--- RECORDS SHOWN ---

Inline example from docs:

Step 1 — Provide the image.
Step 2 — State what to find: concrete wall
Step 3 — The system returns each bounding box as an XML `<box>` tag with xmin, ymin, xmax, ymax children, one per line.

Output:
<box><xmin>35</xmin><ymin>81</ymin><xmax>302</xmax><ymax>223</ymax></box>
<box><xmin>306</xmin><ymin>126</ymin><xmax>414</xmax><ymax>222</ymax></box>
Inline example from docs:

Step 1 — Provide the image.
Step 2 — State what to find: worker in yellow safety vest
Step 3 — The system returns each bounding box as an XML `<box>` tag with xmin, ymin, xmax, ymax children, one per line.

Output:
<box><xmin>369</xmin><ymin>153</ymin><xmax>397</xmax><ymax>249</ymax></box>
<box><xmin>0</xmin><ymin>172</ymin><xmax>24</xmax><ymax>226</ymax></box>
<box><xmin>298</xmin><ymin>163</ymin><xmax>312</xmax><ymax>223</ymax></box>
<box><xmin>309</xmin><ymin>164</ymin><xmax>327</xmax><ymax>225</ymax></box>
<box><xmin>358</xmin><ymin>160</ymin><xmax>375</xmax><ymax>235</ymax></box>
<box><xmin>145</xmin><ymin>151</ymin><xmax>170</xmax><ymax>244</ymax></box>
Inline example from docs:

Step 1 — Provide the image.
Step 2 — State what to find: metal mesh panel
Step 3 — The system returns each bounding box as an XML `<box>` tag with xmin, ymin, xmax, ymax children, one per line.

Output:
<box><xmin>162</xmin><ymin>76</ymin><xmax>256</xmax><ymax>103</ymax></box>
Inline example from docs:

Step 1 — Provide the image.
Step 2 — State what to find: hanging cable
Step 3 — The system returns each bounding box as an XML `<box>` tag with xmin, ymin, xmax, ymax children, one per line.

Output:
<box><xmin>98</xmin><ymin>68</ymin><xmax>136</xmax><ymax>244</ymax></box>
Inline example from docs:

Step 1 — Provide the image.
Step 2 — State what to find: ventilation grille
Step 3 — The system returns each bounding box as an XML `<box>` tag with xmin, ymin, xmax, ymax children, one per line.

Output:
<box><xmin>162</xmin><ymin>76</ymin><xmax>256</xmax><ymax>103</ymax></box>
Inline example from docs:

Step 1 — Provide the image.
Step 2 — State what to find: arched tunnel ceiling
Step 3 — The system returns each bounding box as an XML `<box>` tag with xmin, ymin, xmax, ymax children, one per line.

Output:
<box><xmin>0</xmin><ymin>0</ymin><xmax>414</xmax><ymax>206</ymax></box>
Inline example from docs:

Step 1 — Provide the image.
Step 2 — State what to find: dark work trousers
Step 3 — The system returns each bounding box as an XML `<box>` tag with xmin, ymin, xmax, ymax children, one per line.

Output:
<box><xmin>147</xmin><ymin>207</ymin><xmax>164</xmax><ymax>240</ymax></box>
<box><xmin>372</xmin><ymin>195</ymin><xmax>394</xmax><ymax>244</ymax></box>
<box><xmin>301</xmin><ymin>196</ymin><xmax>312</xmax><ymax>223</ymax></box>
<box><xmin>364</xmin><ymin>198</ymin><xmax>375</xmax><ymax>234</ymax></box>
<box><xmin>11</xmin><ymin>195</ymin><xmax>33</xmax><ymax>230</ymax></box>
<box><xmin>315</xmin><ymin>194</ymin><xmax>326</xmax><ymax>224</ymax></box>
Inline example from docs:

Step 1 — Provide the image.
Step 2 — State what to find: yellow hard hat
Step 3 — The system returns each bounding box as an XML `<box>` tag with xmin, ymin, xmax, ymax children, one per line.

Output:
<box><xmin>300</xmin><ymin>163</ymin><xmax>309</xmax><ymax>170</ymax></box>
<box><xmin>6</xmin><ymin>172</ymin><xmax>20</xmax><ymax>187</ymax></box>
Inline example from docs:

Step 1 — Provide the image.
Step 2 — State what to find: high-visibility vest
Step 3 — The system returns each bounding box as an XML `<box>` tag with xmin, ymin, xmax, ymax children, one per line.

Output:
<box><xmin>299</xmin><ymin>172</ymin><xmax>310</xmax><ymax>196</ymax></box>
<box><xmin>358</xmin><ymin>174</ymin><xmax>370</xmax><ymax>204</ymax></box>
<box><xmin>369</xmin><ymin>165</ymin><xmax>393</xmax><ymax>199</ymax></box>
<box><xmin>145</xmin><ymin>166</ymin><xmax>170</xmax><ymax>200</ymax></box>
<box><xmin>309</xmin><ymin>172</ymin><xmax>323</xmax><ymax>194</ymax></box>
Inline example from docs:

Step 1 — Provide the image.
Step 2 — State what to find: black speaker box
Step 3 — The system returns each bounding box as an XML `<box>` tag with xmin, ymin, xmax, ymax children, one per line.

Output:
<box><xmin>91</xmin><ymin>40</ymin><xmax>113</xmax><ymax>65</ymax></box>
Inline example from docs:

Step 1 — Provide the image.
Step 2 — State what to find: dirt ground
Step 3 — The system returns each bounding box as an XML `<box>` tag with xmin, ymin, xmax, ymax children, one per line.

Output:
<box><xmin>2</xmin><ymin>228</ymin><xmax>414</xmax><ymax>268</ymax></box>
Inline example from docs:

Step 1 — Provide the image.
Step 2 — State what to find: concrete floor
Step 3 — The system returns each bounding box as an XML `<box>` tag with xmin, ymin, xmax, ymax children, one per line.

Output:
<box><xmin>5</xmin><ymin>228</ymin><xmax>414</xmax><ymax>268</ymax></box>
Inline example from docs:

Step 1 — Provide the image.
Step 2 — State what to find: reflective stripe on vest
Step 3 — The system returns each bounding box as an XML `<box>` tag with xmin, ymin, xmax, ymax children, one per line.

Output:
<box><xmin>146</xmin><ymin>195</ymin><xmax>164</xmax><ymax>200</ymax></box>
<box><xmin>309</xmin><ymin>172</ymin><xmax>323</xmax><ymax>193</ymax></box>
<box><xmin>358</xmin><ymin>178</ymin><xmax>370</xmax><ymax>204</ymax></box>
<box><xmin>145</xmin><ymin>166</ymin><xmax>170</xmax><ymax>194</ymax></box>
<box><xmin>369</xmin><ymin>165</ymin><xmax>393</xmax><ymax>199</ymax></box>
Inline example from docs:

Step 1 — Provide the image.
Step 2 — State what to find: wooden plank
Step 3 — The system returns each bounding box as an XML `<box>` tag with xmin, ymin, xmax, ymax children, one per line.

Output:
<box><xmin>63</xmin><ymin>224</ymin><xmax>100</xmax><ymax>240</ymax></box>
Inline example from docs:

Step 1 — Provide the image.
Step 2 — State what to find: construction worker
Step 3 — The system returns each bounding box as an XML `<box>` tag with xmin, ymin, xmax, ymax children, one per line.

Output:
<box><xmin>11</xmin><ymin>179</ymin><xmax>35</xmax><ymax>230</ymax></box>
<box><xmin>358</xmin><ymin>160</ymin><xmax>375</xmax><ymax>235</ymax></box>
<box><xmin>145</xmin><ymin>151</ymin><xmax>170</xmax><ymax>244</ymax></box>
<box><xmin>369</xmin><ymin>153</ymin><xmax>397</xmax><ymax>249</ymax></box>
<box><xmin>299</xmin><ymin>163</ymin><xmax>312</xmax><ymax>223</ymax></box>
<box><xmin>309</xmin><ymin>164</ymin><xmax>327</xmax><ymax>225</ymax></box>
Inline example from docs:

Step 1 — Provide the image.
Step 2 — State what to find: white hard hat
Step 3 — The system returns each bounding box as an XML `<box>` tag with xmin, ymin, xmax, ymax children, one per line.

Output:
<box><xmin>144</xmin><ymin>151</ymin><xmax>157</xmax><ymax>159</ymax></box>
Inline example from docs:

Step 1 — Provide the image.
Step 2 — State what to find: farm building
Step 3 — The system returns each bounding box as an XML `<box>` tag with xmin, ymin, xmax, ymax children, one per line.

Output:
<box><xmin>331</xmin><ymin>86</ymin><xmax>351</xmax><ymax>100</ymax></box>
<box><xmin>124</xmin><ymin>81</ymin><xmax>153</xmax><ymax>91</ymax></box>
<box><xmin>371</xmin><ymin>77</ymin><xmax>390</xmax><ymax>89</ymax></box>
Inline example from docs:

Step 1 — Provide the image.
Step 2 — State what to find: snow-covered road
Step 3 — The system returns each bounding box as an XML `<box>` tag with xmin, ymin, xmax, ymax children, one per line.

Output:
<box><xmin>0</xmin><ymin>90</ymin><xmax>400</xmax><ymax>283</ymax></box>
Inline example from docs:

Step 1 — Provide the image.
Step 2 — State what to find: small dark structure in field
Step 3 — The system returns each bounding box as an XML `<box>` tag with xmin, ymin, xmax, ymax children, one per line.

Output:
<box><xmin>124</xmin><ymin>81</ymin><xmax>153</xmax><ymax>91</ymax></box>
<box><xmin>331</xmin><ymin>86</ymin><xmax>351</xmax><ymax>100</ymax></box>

---

PROBLEM DESCRIPTION: Which of the lines above contain the word "yellow"? Copy every such line in full, matching case exactly.

OUTPUT OF THE TASK:
Step 2 — State what to find: worker in yellow safety vest
Step 2 — State what to find: yellow hard hat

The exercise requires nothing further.